* **PROBLEM TO SOLVE**: Which lines in the records below contain the string "panel"? Show each of those lines in full, and treat uppercase and lowercase as different.

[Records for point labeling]
========================================

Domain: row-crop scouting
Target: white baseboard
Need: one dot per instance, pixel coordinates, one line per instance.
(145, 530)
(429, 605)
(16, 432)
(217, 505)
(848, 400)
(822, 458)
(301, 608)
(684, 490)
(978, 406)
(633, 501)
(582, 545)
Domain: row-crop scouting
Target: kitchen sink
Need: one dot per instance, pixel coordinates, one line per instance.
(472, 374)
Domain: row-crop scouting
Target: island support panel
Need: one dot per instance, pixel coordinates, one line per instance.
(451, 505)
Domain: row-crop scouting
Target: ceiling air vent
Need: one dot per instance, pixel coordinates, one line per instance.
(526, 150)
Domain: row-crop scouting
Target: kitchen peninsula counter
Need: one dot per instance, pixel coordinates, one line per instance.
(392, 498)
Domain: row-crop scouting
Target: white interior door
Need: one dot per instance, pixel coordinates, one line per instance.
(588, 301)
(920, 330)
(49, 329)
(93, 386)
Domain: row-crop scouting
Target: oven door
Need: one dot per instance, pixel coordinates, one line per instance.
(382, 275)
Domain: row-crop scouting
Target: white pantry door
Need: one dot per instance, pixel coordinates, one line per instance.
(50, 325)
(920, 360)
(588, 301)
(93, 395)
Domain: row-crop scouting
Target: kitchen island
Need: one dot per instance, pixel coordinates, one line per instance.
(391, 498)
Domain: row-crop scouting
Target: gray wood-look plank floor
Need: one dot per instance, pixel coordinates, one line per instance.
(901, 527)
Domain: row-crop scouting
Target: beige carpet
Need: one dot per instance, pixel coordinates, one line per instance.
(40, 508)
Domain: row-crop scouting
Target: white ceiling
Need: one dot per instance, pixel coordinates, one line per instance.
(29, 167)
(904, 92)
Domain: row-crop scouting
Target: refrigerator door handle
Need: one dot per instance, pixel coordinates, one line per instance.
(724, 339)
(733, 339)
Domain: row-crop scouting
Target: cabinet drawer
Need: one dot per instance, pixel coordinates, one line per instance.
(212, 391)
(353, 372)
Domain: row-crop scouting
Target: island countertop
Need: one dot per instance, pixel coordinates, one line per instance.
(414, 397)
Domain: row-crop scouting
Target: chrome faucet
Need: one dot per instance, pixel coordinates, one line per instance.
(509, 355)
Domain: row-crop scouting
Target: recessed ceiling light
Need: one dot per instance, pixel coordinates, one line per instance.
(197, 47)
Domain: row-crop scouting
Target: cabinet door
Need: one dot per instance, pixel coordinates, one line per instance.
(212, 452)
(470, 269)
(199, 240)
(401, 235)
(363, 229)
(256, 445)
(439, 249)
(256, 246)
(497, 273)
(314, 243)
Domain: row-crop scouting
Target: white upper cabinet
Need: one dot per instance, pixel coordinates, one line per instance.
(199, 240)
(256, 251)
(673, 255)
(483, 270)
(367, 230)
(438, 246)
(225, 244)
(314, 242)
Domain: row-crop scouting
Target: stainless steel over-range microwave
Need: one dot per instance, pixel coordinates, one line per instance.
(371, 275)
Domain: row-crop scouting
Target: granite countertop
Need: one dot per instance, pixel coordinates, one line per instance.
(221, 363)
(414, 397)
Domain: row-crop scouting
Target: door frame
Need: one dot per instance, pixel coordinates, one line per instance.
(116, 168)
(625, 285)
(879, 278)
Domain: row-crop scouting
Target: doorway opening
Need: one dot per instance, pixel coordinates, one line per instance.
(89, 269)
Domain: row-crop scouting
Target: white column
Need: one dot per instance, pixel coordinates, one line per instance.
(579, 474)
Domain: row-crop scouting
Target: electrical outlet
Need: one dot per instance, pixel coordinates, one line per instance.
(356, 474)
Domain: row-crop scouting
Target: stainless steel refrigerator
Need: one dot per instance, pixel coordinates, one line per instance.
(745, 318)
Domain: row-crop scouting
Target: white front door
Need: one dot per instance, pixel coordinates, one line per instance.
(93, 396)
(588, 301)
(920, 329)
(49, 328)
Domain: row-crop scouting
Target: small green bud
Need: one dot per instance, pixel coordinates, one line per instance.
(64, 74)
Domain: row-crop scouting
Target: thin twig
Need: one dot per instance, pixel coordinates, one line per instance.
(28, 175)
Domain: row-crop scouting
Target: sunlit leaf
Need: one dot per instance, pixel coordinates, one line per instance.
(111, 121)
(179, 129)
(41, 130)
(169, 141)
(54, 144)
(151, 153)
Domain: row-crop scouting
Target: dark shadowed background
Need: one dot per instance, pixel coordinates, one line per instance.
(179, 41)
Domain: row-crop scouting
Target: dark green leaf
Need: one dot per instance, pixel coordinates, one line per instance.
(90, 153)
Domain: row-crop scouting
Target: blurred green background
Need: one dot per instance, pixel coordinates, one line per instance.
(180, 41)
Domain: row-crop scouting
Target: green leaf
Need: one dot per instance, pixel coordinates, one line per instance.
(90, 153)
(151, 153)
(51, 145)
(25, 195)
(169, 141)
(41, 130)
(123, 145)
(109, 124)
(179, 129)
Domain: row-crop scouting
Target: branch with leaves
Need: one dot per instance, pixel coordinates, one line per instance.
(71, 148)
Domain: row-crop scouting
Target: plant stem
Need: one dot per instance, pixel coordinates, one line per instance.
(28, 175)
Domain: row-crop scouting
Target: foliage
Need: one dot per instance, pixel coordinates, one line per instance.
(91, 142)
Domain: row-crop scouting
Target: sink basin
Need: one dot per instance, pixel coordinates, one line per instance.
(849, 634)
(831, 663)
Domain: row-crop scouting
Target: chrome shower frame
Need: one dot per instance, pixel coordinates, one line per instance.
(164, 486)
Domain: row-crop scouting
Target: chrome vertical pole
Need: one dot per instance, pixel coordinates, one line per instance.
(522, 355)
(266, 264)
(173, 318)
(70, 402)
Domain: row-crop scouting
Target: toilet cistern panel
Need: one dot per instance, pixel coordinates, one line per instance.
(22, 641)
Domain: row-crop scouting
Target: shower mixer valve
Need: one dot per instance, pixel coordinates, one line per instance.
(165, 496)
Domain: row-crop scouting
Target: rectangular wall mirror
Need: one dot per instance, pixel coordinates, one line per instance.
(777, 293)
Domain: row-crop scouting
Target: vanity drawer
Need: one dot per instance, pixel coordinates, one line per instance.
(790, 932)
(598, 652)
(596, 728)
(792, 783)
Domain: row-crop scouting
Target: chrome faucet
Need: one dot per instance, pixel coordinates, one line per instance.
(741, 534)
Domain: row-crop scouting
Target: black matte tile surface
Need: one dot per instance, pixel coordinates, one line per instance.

========================================

* **SOLUTION TO THIS PROBLEM**:
Target: island support panel
Target: toilet cistern panel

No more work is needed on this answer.